## WHAT TO PRODUCE
The line containing "the rocky cliff" marks the start; return it and every line after it in the listing below, exactly, through the last.

[Detection annotation records]
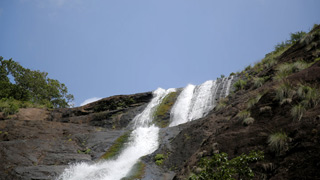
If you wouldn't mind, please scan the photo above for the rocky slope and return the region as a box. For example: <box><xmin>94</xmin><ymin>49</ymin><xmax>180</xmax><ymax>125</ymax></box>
<box><xmin>152</xmin><ymin>26</ymin><xmax>320</xmax><ymax>179</ymax></box>
<box><xmin>0</xmin><ymin>93</ymin><xmax>152</xmax><ymax>180</ymax></box>
<box><xmin>0</xmin><ymin>26</ymin><xmax>320</xmax><ymax>180</ymax></box>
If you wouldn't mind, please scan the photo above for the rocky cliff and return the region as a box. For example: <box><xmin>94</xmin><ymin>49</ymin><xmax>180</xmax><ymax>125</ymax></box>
<box><xmin>0</xmin><ymin>26</ymin><xmax>320</xmax><ymax>180</ymax></box>
<box><xmin>0</xmin><ymin>93</ymin><xmax>152</xmax><ymax>180</ymax></box>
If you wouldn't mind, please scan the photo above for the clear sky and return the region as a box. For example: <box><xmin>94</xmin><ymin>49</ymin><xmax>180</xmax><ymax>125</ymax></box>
<box><xmin>0</xmin><ymin>0</ymin><xmax>320</xmax><ymax>106</ymax></box>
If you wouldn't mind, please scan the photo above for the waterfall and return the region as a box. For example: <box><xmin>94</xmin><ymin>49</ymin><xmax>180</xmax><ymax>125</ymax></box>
<box><xmin>58</xmin><ymin>88</ymin><xmax>175</xmax><ymax>180</ymax></box>
<box><xmin>169</xmin><ymin>76</ymin><xmax>233</xmax><ymax>127</ymax></box>
<box><xmin>58</xmin><ymin>77</ymin><xmax>233</xmax><ymax>180</ymax></box>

## EXERCISE OUTPUT
If you wouldn't mind, please scan the photo above for the rocky cliff and return the region as a box. For example: <box><xmin>94</xmin><ymin>49</ymin><xmax>180</xmax><ymax>125</ymax></box>
<box><xmin>0</xmin><ymin>26</ymin><xmax>320</xmax><ymax>180</ymax></box>
<box><xmin>0</xmin><ymin>93</ymin><xmax>152</xmax><ymax>180</ymax></box>
If you wouldn't mind, please scan the photo above for the clear sky and return the region as a box. For example: <box><xmin>94</xmin><ymin>49</ymin><xmax>180</xmax><ymax>125</ymax></box>
<box><xmin>0</xmin><ymin>0</ymin><xmax>320</xmax><ymax>106</ymax></box>
If you wouldn't mind, please scan the photo above for the waterfall and return the region as a box. For example: <box><xmin>94</xmin><ymin>49</ymin><xmax>180</xmax><ymax>125</ymax></box>
<box><xmin>58</xmin><ymin>88</ymin><xmax>175</xmax><ymax>180</ymax></box>
<box><xmin>169</xmin><ymin>76</ymin><xmax>233</xmax><ymax>127</ymax></box>
<box><xmin>58</xmin><ymin>77</ymin><xmax>233</xmax><ymax>180</ymax></box>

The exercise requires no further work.